• Work to do: Reproduce, word for word, the stretch of the linker bug thread that opens with the words containing "(In reply to H.J." and closes with "great to me!".

• Text section:
Created attachment 16417 [details] A new patch Please try this.
(In reply to H.J. Lu from comment #4) > Created attachment 16417 [details] > A new patch > > Please try this. Synthetic test from #comment1 now works 100ms on `ld.bfd` (compared to 50ms for `ld.gold`): real 0m0,108s user 0m0,073s sys 0m0,035s On a real test linking of a large `pandoc` project shrunk from 36s down to 17s (gold does it in 13s). Looks great to me!
Alernate patch series starting with https://sourceware.org/pipermail/binutils/2025-October/144989.html
(In reply to Alan Modra from comment #6) > Alernate patch series starting with > https://sourceware.org/pipermail/binutils/2025-October/144989.html Does it fix #comment1 for you? I don't see any improvement if I apply 4 patches at https://inbox.sourceware.org/binutils/aPgbFuLXiYbXsWKW@squeak.grove.modra.org/raw against binutils-2.45. It takes the same 5 seconds after the patch mostly spending in sys: $ printf "int f_0() __attribute__ ((section (\".text.0\"))); int f_0() { return 0; };\n" > main.c; for (( i=1; i<20000; i++ )); do printf "int f_$i() __attribute__ ((section (\".text.$i\"))); int f_$i() { return f_$((i-1))(); };\n"; done >> main.c; printf "int main() { return f_19999(); }" >> main.c; gcc -O0 -c main.c -o main.o; echo "bfd:"; time gcc main.o -o main -fuse-ld=bfd -Wl,--gc-sections bfd: real 0m5,800s user 0m2,569s sys 0m3,216s `perf record -g` / `perf report` claims is still spends all the time in `_bfd_elf_gc_mark`: 98.30% 0.02% ld.bfd libbfd-2.45.so [.] _bfd_elf_gc_mark | --98.29%--_bfd_elf_gc_mark | --98.28%--_bfd_elf_gc_mark_reloc _bfd_elf_gc_mark | --98.28%--_bfd_elf_gc_mark_reloc _bfd_elf_gc_mark | --98.27%--_bfd_elf_gc_mark_reloc _bfd_elf_gc_mark _bfd_elf_gc_mark_reloc _bfd_elf_gc_mark ...

• Dataset:
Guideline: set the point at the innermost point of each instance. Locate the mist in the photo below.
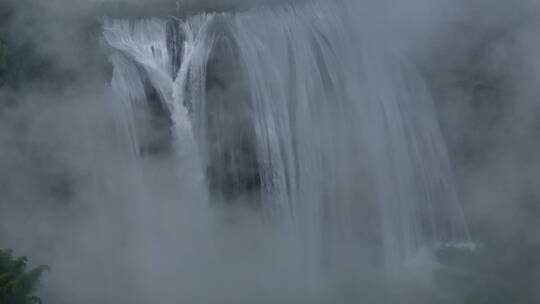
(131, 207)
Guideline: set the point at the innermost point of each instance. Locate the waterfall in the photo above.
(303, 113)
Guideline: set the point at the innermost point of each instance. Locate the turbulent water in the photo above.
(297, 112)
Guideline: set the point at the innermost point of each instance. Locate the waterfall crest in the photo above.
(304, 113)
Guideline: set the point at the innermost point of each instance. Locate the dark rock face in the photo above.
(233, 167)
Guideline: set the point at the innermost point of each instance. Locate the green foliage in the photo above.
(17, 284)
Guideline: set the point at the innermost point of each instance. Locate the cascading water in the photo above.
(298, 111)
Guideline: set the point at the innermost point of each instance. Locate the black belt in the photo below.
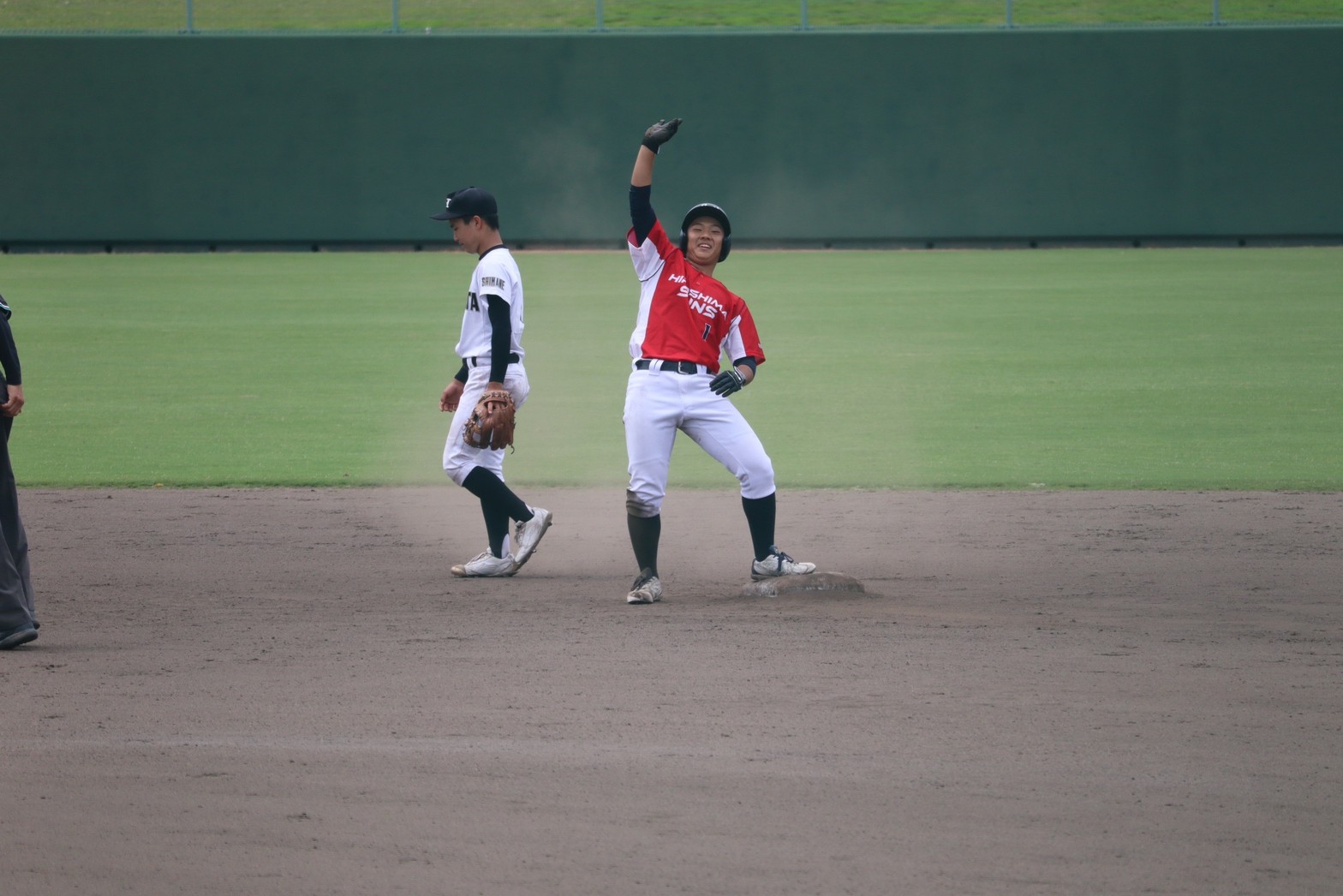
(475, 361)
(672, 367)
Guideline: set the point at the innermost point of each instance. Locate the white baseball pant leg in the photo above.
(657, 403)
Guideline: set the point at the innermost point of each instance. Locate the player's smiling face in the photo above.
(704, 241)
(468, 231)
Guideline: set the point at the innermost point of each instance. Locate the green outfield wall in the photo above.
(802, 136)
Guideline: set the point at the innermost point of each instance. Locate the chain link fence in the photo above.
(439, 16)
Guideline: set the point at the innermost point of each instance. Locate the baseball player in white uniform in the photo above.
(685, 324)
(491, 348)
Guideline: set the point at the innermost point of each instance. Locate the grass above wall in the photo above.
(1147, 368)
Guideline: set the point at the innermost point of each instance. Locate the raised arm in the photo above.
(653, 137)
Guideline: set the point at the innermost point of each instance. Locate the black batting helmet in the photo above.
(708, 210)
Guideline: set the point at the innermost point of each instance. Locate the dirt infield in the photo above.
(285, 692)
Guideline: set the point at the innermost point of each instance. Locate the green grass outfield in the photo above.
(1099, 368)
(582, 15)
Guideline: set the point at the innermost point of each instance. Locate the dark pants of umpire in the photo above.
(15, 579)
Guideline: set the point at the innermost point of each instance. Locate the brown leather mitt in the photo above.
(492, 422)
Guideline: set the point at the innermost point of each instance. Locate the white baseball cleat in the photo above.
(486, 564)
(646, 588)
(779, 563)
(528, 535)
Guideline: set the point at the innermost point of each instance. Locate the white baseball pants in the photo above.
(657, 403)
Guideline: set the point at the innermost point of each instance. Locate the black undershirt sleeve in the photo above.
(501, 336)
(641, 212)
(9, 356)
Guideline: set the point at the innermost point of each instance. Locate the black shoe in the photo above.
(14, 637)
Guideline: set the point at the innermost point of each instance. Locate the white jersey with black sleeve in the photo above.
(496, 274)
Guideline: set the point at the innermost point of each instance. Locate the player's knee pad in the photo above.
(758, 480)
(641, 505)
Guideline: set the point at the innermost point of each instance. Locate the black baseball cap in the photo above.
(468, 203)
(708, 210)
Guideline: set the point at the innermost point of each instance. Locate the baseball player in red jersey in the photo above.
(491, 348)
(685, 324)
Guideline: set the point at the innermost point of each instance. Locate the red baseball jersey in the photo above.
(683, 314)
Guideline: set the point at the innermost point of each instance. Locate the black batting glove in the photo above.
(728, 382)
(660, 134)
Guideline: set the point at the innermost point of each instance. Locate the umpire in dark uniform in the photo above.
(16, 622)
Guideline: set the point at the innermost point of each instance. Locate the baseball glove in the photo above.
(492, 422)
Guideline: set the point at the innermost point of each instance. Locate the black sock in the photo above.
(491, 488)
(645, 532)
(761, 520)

• Result:
(In reply to H.J. Lu from comment #4) > Created attachment 16417 [details] > A new patch > > Please try this. Synthetic test from #comment1 now works 100ms on `ld.bfd` (compared to 50ms for `ld.gold`): real 0m0,108s user 0m0,073s sys 0m0,035s On a real test linking of a large `pandoc` project shrunk from 36s down to 17s (gold does it in 13s). Looks great to me!